● **Problem to solve**:
Answer these questions from the text on the Spanish hospitality sector's demands below.
1. According to the national administration's announcements, when will national tourism restart?
2. What does the sector want used as the criterion for setting establishments' maximum capacity?
3. What do some of Spain's top restaurants have as a symbol of their demands for action?

● **Page extract**:

= Beginning of Section =

Referring to the national administration’s weekend announcements that national tourism will restart at the end of June and international tourism in July, the sector insists “it is necessary to design promotional campaigns to reactivate tourism consumption,” as other European countries have done.

Such campaigns should, Hosteleria de España says, be accompanied by campaigns to give consumers confidence in establishments in terms of risk from coronavirus infection.

They also asked the government for clarity and transparency to allow for planning the different phases of reopening, with information on details released in good time so businesses have time to adjust to make decisions.


A further request to set the safe interpersonal distance as the criteria for determining establishments’ maximum capacity, which again, they stress, is what has been done in other European nations.

In terms of financial matters, the businesses want to see the creation of a negotiating table between Prime Minister Pedro Sanchez’s executive and the sector to define the flexibility of ERTE temporary suspensions of job contracts.


They have also asked for the establishment of micro-credits, new lines of financing, the suspension of payments on the rental of premises during the State of Alarm, extensions on mortgage payments and for a reduction in VAT.

Some of Spain’s most famous chefs have joined the joint action campaign and some of the country’s top restaurants have a table ‘reserved for dialogue’ with the government as a symbol of their demands for action.

= End of Section =

● **Extracted entries**:
= Beginning of Section =

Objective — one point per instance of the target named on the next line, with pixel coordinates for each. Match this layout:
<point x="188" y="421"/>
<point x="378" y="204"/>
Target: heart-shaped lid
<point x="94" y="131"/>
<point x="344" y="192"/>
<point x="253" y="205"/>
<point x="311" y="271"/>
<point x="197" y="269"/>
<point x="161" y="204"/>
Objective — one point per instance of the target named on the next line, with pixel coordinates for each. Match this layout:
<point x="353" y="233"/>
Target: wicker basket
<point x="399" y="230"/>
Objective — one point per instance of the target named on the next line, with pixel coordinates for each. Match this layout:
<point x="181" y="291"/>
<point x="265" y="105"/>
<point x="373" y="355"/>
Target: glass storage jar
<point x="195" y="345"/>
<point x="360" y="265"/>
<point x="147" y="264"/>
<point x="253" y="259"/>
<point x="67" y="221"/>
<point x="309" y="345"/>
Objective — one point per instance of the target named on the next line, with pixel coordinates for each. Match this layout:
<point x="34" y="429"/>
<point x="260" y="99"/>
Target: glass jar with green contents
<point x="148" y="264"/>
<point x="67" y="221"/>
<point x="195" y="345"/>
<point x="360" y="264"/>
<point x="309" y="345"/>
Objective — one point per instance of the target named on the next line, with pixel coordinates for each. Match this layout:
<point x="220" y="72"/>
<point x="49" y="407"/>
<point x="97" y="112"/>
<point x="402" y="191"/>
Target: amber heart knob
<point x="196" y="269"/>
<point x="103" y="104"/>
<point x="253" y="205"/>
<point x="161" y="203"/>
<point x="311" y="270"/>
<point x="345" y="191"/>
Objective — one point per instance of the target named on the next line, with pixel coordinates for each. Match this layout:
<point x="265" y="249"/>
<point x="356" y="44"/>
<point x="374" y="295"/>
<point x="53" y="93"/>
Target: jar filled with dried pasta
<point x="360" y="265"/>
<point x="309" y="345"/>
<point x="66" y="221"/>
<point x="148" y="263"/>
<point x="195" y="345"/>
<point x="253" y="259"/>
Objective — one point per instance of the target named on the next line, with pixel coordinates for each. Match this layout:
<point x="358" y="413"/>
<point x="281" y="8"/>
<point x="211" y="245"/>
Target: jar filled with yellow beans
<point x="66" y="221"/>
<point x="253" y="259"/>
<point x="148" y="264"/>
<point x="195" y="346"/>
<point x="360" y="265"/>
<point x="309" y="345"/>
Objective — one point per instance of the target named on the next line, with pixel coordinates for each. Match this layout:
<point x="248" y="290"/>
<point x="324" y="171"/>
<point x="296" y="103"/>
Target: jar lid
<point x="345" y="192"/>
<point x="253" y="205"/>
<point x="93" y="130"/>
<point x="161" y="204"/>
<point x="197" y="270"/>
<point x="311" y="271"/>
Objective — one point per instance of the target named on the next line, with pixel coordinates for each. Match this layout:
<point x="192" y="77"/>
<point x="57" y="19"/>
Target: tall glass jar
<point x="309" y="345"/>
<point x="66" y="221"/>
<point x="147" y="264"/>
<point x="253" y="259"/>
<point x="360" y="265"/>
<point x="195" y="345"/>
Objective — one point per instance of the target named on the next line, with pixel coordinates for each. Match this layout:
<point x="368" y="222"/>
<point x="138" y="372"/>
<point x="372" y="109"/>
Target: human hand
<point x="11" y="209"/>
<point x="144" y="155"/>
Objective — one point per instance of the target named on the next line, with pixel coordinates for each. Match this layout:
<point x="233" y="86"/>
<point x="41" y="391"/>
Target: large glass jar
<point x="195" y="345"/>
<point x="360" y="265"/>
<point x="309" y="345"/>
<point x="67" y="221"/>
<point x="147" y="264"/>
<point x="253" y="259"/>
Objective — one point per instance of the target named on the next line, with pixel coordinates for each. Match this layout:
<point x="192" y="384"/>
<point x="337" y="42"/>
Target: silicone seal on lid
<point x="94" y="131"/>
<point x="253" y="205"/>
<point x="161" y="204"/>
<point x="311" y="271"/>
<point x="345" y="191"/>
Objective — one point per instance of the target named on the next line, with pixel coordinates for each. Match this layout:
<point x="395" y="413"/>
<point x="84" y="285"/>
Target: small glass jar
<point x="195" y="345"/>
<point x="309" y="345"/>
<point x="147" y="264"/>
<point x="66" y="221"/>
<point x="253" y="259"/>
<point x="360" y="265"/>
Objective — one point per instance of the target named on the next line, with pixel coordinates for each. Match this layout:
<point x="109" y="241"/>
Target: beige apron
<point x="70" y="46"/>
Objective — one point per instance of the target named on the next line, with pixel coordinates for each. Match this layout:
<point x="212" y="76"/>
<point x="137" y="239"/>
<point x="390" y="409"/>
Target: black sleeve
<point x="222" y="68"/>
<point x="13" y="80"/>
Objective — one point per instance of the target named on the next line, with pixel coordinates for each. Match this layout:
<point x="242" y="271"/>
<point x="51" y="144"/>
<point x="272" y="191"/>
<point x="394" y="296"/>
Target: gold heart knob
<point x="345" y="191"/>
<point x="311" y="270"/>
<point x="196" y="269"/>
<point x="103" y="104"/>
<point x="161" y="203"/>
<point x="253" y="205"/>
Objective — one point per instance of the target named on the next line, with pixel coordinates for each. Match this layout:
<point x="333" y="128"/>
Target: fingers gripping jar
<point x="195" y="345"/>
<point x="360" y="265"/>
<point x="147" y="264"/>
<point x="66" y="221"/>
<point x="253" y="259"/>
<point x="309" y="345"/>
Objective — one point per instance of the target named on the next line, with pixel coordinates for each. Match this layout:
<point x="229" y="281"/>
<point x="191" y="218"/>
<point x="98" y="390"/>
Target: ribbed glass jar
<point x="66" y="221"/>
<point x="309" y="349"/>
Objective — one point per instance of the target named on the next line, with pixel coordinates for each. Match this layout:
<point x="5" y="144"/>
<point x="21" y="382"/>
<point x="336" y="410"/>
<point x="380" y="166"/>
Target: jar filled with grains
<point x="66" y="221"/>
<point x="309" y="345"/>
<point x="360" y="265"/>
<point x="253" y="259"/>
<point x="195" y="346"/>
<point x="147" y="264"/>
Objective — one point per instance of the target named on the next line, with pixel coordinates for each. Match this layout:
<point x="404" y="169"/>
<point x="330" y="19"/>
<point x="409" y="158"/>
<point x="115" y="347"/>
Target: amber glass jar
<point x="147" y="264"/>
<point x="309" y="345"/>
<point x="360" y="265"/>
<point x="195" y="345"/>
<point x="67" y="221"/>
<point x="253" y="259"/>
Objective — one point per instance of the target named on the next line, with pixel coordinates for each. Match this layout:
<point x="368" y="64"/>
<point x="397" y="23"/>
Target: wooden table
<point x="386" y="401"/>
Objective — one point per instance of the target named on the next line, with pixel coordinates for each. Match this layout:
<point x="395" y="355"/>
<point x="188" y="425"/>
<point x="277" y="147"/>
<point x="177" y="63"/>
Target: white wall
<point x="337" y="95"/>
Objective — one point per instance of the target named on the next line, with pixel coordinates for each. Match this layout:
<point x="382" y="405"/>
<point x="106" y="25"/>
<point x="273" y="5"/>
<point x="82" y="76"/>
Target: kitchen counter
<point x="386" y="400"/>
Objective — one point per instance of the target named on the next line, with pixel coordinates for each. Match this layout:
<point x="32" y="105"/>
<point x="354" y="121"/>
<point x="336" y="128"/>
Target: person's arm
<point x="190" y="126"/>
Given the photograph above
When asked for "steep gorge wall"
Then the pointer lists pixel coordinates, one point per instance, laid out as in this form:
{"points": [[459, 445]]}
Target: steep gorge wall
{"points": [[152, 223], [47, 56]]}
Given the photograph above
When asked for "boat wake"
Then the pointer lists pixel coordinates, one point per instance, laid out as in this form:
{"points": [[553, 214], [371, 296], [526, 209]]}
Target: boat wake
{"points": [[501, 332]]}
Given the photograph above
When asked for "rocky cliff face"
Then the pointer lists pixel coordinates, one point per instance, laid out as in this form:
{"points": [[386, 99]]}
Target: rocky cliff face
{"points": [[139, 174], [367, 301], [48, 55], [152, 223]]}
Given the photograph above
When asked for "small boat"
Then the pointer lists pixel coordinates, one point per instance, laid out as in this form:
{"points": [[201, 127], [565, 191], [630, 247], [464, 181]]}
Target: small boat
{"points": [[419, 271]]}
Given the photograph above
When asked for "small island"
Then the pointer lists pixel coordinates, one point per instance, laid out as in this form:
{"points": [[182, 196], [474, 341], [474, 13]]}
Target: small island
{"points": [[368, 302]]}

= End of Section =

● **Solution to this problem**:
1. At the end of June.
2. The safe interpersonal distance.
3. A table "reserved for dialogue" with the government.